Challenges:
**A.** In the blog post about the art gallery trip, what color is the writer's car?
**B.** In the records, substitute "terracotta brick" for "red clay brick" from the line with "Provide the mask of every instance of the red" to the line with "248 195 L 246", and return only those lines with nothing else changed.

Selected extract:

────────────────────────────────────────

There is a TV show I must see on Thursdays, and no I don't have a TiVO, Miss Big Bucks. I am not sure what channel this show is on, but probably one of the pubic television stations. It's an anthropological study of womyn on an island on the east coast of the northern hemisphere in modern times, and it really delves into their social mores, their dress, their interactions. It's fascinating. You should really check it out. At 9 p.m. they show you the prior week's episode, which I was sad to have missed last week, then at 10:00 they show you a new episode.
It's called The Real Housewives of New York. So intellectually stimulating. I can't tell you. Then earlier in the season, they have a complementary program that features womyn (how bad do you want to stick a hot poker up my arse for writing "womyn" at this point?) on the west coast of North America called The Real Housewives of Orange County which is apparently a region where women are unable to have three-digit IQs.
Anyway, I was having a marvelous time at my friend's house, getting all hopped up on the coffee, when she said, "Oh, hey, it's 20 to 8:00, we'd all better go."
Okay, wait, what?
"We're all going to the art gallery. Kim has an opening. Didn't anyone tell you we were doing that?"
Okay, first of all, I hope Kim has many openings, because otherwise how could she eat and breathe and stuff. But yeah, NO, I did NOT know this, nor did the person next to me who said, "OH CRAP!" as she had spent the entire afternoon with her horse and was decked out in a tank top, shorts and large boots.
"No way I'm going to a gallery in my horse clothes," she said. "Oh, come in your horse clothes, you'll make me look good," I said, as I was wearing a baby blue t-shirt, jeans, and silver flip-flops. I had basically worked all day, brushed my teeth and gotten in the car to come there. I didn't know I had to look cute. I hadn't registered that everyone else was dressed to the nines. I was thinking they had all come from their real jobs.
Horse woman refused to go, but I relented because you know what gallery it was? The gallery from a few months back where my painting is. The painting of the little girl in the forest. The painting I like so much. At least I could go look at my painting.
The gallery was nowhere near the house we were in, and we all got into our own cars, as none of us lived near this house, nor near the gallery. We were all spread out into the six corners of Greensboro, and I realize that sentence was geometrically impossible.
The whole trip was earth-unfriendly, is what I'm saying. We lead each other there in an entire caravan. And why is everyone's car white now? Is your car white? Is this a Southern thing? My car is not white. It is yellow. I was in the middle of the caravan, and we were lined up precisely like an egg, which once again is geometrically impossible.
As I was headed to my car, I was thinking, It's only 20 to 8:00. Why is the sky dark? As I buckled my seat belt, I saw a flash in the sky. Did a transformer just go off? I thought. Because you know what? I am quick. That is why I spend my time watching The Real Housewives. Because, smart?
And here is what happens in the South. Rain does not start in a teensy introductory trickle. Hi, I'm rain. I'm going to be your server. No. It's like the props department is standing on the roof of your car tossing full buckets of water on your roof over and over again, immediately. As soon as it commences to rain. Which is what it did as soon as I got in the egg formation.

────────────────────────────────────────

Region labeling entries
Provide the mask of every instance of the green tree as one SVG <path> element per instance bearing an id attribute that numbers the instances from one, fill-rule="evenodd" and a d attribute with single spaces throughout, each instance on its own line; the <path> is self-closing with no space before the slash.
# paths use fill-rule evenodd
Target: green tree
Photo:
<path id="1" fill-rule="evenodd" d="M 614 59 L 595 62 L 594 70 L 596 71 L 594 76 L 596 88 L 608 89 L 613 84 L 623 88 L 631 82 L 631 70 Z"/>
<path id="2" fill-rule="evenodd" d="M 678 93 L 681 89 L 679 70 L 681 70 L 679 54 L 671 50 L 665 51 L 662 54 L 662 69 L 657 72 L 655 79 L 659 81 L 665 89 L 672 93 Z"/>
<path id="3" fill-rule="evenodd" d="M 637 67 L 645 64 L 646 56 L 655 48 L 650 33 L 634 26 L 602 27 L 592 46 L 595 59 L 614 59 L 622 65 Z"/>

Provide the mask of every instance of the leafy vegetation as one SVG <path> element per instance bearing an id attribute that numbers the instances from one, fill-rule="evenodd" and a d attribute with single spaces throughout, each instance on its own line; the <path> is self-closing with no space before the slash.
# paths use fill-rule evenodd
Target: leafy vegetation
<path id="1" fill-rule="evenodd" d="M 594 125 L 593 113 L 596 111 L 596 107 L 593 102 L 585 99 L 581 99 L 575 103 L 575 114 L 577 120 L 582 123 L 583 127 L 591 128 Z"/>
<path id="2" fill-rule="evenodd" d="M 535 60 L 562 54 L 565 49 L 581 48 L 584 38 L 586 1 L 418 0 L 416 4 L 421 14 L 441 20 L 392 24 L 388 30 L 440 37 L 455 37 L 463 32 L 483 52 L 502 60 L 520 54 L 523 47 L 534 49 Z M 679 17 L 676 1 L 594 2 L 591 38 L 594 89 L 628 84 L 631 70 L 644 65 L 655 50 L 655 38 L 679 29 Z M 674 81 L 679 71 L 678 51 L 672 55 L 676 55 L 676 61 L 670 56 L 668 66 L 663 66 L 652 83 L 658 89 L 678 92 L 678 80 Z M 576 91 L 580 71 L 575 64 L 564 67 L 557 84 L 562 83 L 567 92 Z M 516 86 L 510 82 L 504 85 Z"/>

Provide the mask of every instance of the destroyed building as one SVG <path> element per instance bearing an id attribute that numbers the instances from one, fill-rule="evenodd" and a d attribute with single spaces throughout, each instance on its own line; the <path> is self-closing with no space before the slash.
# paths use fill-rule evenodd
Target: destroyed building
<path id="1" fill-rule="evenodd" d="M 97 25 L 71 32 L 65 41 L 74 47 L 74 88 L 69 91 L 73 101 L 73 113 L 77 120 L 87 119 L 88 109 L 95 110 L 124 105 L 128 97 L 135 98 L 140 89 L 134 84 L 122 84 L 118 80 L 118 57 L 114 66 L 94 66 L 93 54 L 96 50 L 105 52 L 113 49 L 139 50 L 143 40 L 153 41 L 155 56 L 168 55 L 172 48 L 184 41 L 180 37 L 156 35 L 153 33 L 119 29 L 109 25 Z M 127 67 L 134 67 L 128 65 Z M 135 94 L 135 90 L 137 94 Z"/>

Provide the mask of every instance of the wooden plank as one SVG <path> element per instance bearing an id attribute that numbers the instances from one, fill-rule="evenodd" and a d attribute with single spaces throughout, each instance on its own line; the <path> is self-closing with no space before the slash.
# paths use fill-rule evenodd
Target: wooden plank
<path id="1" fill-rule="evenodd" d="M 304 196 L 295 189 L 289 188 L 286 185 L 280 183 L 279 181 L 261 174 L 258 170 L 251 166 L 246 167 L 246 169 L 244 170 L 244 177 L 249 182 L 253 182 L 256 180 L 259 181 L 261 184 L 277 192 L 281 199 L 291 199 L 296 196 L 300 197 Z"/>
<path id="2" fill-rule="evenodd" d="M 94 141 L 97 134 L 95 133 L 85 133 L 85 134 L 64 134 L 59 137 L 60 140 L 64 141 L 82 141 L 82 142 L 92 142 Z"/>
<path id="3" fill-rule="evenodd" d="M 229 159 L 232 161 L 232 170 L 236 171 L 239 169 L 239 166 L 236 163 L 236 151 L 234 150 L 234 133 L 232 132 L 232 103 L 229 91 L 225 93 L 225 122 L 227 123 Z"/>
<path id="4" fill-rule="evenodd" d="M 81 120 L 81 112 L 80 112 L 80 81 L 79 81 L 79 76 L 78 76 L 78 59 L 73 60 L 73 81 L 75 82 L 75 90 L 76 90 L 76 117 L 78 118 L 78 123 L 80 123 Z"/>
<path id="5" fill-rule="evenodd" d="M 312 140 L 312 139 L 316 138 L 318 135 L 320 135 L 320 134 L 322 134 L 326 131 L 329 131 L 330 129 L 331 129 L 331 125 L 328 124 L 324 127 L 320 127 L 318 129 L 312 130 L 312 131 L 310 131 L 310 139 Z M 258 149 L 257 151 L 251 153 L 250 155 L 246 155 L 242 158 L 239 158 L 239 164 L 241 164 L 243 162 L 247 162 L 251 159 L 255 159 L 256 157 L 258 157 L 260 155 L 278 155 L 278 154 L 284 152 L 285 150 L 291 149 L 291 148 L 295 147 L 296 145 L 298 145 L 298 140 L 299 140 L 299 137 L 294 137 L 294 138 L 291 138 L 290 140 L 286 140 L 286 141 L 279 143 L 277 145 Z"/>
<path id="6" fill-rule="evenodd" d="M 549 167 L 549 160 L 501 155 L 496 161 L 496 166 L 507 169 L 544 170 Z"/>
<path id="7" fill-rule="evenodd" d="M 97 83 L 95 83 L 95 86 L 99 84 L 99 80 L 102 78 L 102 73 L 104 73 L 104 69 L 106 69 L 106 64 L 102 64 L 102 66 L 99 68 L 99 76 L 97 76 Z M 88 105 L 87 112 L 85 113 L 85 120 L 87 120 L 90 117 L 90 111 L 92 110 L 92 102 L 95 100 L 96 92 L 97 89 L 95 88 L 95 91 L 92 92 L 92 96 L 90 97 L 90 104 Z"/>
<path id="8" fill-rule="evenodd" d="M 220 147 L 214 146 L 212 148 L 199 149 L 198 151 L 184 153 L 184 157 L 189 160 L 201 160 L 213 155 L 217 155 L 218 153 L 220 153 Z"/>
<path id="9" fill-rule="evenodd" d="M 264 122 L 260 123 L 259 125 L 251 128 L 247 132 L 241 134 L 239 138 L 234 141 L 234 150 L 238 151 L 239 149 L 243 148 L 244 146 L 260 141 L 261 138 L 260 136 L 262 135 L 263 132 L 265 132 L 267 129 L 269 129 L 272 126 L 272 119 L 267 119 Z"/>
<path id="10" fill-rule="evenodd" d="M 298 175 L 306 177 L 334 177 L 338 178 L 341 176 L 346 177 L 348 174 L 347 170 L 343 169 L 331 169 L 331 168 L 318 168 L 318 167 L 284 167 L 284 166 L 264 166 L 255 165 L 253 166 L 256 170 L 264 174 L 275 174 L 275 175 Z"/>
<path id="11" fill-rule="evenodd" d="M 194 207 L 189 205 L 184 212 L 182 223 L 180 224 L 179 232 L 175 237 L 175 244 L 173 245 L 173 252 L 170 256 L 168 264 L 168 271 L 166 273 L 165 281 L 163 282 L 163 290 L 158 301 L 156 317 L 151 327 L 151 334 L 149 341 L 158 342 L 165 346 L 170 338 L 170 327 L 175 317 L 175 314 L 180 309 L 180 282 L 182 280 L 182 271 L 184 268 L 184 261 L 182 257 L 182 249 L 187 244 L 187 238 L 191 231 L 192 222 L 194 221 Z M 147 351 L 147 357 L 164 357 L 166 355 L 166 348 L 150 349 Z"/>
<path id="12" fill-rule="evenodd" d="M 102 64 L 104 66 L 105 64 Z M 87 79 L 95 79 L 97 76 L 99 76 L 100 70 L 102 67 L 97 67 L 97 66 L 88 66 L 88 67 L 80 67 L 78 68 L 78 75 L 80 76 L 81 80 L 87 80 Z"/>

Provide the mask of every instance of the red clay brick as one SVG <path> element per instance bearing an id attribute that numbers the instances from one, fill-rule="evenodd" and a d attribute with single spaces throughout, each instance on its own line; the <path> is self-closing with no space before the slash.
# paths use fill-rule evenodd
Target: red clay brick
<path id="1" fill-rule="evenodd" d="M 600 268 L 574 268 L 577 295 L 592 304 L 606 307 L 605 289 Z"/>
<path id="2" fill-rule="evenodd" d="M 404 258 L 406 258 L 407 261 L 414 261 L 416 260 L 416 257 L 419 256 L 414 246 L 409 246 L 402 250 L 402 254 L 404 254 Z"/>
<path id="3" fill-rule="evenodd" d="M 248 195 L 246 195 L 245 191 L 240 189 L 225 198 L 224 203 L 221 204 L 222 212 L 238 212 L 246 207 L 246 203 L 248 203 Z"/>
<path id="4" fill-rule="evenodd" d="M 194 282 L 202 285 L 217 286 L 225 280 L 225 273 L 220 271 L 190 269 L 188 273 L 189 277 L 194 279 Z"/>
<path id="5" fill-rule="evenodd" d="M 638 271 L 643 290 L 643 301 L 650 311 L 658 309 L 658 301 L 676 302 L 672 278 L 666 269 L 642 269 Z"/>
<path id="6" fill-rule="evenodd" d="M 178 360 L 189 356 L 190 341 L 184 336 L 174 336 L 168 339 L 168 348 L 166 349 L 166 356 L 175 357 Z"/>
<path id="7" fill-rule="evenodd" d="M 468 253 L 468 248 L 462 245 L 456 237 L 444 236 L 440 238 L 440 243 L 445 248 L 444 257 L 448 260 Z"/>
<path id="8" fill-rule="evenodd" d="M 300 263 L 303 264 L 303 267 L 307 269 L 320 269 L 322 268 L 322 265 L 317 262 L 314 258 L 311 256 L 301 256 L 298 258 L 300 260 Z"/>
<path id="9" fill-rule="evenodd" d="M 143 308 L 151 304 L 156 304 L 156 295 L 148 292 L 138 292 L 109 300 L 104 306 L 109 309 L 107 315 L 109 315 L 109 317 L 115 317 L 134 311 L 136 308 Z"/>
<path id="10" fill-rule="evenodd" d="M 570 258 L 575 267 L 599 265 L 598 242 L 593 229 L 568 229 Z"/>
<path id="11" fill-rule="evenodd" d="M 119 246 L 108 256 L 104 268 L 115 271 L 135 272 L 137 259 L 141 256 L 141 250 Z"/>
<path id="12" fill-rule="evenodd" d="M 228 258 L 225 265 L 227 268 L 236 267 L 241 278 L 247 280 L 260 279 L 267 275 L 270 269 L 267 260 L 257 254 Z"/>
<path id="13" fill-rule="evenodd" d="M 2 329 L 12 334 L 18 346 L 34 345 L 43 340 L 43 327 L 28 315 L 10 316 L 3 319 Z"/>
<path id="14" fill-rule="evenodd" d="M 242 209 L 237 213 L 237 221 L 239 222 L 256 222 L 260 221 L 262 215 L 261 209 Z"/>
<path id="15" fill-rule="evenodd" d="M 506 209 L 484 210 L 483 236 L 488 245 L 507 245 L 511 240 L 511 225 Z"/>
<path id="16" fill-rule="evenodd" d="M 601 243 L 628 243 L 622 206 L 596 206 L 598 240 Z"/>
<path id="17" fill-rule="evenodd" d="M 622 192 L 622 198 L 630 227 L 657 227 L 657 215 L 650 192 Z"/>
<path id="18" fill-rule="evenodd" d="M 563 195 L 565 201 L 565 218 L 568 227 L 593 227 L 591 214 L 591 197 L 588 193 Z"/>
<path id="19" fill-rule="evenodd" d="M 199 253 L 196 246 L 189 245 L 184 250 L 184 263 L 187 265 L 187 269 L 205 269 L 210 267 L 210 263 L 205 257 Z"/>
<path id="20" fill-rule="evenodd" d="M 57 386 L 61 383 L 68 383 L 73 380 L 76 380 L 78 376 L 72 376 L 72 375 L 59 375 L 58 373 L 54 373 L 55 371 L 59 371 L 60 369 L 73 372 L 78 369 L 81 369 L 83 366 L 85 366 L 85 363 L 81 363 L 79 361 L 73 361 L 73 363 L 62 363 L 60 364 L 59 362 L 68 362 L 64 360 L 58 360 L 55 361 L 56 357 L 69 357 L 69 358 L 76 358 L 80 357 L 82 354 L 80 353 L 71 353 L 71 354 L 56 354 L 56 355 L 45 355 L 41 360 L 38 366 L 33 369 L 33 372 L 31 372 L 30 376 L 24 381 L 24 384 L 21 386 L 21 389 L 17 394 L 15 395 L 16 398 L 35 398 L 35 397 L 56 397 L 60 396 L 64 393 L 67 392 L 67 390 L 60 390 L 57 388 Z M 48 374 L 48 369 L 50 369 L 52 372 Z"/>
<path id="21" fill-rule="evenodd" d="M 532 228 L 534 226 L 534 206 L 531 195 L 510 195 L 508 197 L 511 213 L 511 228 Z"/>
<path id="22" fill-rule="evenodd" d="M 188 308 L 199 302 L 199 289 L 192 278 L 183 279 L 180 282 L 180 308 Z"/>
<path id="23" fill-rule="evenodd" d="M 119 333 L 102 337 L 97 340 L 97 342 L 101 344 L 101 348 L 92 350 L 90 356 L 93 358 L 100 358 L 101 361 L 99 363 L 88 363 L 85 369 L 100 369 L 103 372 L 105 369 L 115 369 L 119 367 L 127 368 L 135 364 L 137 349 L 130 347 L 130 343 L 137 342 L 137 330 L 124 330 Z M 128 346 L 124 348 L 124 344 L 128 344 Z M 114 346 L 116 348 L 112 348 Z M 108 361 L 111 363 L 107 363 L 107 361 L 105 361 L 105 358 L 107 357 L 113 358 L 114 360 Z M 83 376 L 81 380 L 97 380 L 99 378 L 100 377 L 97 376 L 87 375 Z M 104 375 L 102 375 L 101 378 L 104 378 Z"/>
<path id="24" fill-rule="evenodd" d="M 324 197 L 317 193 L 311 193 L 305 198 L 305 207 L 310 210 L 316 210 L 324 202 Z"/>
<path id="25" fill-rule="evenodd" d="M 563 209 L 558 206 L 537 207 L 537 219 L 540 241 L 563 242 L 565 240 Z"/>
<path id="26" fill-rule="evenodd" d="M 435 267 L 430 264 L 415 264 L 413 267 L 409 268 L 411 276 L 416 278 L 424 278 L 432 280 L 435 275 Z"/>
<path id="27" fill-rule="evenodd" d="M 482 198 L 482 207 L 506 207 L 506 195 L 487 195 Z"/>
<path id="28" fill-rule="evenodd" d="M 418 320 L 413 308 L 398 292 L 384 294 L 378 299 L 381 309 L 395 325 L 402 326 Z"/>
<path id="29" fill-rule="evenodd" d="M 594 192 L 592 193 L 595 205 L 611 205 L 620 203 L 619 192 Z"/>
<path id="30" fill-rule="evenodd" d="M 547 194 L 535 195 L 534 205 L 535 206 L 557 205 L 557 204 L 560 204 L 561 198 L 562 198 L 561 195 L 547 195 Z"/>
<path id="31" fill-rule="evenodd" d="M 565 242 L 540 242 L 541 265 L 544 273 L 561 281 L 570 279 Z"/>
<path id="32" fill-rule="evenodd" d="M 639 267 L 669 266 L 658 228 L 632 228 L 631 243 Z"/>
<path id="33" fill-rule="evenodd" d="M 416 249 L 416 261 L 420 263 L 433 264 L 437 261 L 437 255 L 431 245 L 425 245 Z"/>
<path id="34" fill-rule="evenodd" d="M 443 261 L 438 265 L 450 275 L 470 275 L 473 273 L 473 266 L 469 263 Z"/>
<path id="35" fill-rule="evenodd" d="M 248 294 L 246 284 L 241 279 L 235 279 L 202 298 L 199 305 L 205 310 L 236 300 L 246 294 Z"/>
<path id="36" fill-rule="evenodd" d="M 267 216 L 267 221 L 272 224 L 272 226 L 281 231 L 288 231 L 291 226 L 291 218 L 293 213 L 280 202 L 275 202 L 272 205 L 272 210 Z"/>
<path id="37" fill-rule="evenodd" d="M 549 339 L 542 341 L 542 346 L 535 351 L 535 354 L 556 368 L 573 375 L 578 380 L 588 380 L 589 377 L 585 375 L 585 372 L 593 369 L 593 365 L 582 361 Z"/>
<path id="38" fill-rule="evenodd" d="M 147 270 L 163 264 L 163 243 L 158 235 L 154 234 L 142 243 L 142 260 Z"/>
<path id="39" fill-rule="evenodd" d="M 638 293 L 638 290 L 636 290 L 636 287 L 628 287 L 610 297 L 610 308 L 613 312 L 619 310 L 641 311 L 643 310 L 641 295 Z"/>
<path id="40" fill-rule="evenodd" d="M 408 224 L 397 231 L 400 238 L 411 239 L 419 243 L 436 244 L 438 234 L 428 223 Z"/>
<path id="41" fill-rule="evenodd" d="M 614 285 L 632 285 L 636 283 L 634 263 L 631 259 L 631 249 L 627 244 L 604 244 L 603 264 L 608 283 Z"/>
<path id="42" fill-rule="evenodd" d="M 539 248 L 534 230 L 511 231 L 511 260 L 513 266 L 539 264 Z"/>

────────────────────────────────────────

Per-task outputs:
**A.** Yellow.

**B.**
Provide the mask of every instance of the terracotta brick as one SVG <path> element per instance bearing an id attribute that numbers the instances from one, fill-rule="evenodd" and a d attribute with single spaces throughout, each instance on its own line; the <path> is self-closing with no space before the slash.
# paths use fill-rule evenodd
Target: terracotta brick
<path id="1" fill-rule="evenodd" d="M 600 268 L 574 268 L 577 295 L 592 304 L 606 307 L 605 289 Z"/>
<path id="2" fill-rule="evenodd" d="M 404 258 L 406 258 L 407 261 L 414 261 L 416 260 L 416 257 L 419 256 L 414 246 L 409 246 L 402 250 L 402 254 L 404 254 Z"/>
<path id="3" fill-rule="evenodd" d="M 248 195 L 246 195 L 245 191 L 240 189 L 225 198 L 224 203 L 221 204 L 222 212 L 238 212 L 246 207 L 246 203 L 248 203 Z"/>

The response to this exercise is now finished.